PROMPT: Reproduce the full passage below on the Negro–Branco moist forests word for word.

STUDY TEXT section start

Tropical broadleaf forest covering portions of Venezuela, Colombia, and Brazil

The Negro–Branco moist forests (NT0143) is an ecoregion of tropical moist broadleaf forest to the east of the Andes in southern Venezuela, eastern Colombia and northern Brazil, in the Amazon biome. It lies on the watershed between the Orinoco and Rio Negro basins. It includes both blackwater and whitewater rivers, creating different types of seasonally flooded forest. The vegetation is more typical of the Guiana region than the Amazon.

== Location ==
The ecoregion has an area of 21,289,702 ha
It overlays the Casiquiare Rift.
The center of the ecoregion is in the extreme south of Venezuela, and covers part of the Parima Tapirapecó National Park.
It extends west into Colombia, where it includes the south of El Tuparro National Natural Park, and extends to the southeast into the Brazilian states of Amazonas and Roraima, including part of the Pico da Neblina National Park.

STUDY TEXT section end
DATA EXCERPTS section start

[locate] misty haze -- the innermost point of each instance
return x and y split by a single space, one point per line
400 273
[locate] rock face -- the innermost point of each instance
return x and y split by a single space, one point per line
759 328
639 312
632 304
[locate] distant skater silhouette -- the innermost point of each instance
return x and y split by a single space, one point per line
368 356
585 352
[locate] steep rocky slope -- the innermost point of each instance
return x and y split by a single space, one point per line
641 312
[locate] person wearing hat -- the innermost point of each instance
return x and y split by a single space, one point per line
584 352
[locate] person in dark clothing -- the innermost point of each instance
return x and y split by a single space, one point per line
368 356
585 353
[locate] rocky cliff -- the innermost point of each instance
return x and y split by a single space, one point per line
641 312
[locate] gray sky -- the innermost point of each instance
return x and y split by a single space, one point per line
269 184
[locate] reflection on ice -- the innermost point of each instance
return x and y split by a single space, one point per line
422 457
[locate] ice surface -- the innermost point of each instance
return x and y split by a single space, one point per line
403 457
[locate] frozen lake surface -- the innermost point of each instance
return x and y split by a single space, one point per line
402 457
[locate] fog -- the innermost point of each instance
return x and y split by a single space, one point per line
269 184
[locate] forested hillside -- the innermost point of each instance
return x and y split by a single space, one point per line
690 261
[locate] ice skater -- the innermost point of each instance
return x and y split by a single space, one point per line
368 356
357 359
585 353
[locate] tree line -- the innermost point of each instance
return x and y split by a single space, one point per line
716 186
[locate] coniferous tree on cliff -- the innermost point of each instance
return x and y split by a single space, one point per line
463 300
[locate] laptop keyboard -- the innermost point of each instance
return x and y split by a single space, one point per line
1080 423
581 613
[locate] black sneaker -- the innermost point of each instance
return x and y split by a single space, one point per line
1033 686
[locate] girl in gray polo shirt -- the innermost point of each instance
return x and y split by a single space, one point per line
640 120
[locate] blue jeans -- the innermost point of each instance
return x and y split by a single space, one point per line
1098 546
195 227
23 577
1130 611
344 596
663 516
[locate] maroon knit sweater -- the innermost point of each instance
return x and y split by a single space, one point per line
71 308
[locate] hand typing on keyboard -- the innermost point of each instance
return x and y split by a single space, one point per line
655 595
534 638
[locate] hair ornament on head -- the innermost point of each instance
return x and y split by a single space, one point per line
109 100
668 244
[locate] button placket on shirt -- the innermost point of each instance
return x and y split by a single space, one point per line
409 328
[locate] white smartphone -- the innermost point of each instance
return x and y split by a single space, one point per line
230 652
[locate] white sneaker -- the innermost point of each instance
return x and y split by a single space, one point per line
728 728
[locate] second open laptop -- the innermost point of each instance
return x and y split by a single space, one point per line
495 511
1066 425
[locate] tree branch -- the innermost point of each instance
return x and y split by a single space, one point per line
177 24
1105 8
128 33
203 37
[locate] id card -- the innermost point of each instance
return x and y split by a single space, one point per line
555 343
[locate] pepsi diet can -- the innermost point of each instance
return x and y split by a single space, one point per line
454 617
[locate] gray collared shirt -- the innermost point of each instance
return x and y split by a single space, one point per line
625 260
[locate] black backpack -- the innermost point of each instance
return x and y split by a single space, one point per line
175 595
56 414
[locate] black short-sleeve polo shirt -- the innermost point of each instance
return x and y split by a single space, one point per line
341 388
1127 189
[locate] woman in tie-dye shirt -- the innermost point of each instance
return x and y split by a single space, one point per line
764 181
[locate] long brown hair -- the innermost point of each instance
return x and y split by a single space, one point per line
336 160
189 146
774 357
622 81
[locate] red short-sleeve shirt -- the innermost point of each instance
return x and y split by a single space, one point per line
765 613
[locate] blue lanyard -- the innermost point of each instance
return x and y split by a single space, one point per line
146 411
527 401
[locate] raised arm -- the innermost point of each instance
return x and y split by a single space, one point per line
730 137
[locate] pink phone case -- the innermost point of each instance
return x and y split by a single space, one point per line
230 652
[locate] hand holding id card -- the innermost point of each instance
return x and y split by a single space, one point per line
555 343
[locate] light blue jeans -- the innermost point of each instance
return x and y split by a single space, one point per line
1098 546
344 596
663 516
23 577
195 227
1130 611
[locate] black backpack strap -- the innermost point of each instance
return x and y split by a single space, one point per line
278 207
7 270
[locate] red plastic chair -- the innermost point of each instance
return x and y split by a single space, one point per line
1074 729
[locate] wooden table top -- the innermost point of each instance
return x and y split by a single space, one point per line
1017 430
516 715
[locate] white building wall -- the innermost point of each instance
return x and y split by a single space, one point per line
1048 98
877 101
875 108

DATA EXCERPTS section end

RESULT OF THE TASK:
Tropical broadleaf forest covering portions of Venezuela, Colombia, and Brazil

The Negro–Branco moist forests (NT0143) is an ecoregion of tropical moist broadleaf forest to the east of the Andes in southern Venezuela, eastern Colombia and northern Brazil, in the Amazon biome. It lies on the watershed between the Orinoco and Rio Negro basins. It includes both blackwater and whitewater rivers, creating different types of seasonally flooded forest. The vegetation is more typical of the Guiana region than the Amazon.

== Location ==
The ecoregion has an area of 21,289,702 ha
It overlays the Casiquiare Rift.
The center of the ecoregion is in the extreme south of Venezuela, and covers part of the Parima Tapirapecó National Park.
It extends west into Colombia, where it includes the south of El Tuparro National Natural Park, and extends to the southeast into the Brazilian states of Amazonas and Roraima, including part of the Pico da Neblina National Park.